Task requirements: Transcribe the stretch from "How does one" through "the Figure 3.1 seismograms." in the passage on waveform misfit functions below.
# START OF Text to read
Example 2   Highly Non-linear Waveform Misfit Function: In contrast to the traveltime misfit function, the waveform misfit function in Figure 3.1c has many local minima between the correct velocity of 1.0  km/sand the starting model velocity of 1.5  km/s. Hence a gradient optimization method will get stuck in a local minima well before it reaches the global minima. The reason for so many local minima is that the traces are quite wiggly w/r to time, and slight changes in the hypothetical value of V will time shift the seismograms. Thus a velocity change that shifts the wiggly seismograms by about a period or two will yield a similar looking seismogram and a misfit function with about the same value as before the shift. Hence the numerous local minima. Note that the waveform misfit curve becomes smoother for larger hypothetical velocities because large velocities are associated with longer wavelengths in the data.

How does one avoid creating misfit function functions that are dense in local minima or subject to flat valleys or plains? There is no general remedy to avoiding local minima, but some tricks can be attempted. One trick is to low-pass filter the data or model and then use a gradient search to find a model near the global minima. Using this model as the new starting model, begin a gradient search on the unfiltered data (see Nemeth et al., 1997). The next example demonstrates the above remedy by low pass filtering of the Figure 3.1 seismograms.
# END OF Text to read
# START OF Entries
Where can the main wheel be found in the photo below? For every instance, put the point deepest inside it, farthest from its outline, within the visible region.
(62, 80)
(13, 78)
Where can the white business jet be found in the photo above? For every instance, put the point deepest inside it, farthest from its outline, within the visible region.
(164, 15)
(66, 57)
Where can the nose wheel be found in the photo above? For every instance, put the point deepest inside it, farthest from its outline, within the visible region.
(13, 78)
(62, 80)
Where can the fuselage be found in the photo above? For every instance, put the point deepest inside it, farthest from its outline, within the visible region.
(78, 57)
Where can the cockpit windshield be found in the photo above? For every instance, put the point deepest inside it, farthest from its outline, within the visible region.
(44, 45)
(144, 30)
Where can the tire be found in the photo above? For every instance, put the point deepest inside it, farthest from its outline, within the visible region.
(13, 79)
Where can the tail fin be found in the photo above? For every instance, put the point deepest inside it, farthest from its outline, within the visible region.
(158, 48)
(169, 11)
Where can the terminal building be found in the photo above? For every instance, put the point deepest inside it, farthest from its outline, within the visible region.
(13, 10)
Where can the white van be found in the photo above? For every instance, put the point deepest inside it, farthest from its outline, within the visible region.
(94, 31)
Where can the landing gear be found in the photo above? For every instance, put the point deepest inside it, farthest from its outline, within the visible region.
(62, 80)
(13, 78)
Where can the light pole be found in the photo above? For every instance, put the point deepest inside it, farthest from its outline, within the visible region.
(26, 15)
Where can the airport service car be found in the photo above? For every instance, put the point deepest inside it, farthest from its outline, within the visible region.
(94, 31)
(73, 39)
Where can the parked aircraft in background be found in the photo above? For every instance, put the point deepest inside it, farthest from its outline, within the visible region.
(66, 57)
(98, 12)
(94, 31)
# END OF Entries
Solution:
How does one avoid creating misfit function functions that are dense in local minima or subject to flat valleys or plains? There is no general remedy to avoiding local minima, but some tricks can be attempted. One trick is to low-pass filter the data or model and then use a gradient search to find a model near the global minima. Using this model as the new starting model, begin a gradient search on the unfiltered data (see Nemeth et al., 1997). The next example demonstrates the above remedy by low pass filtering of the Figure 3.1 seismograms.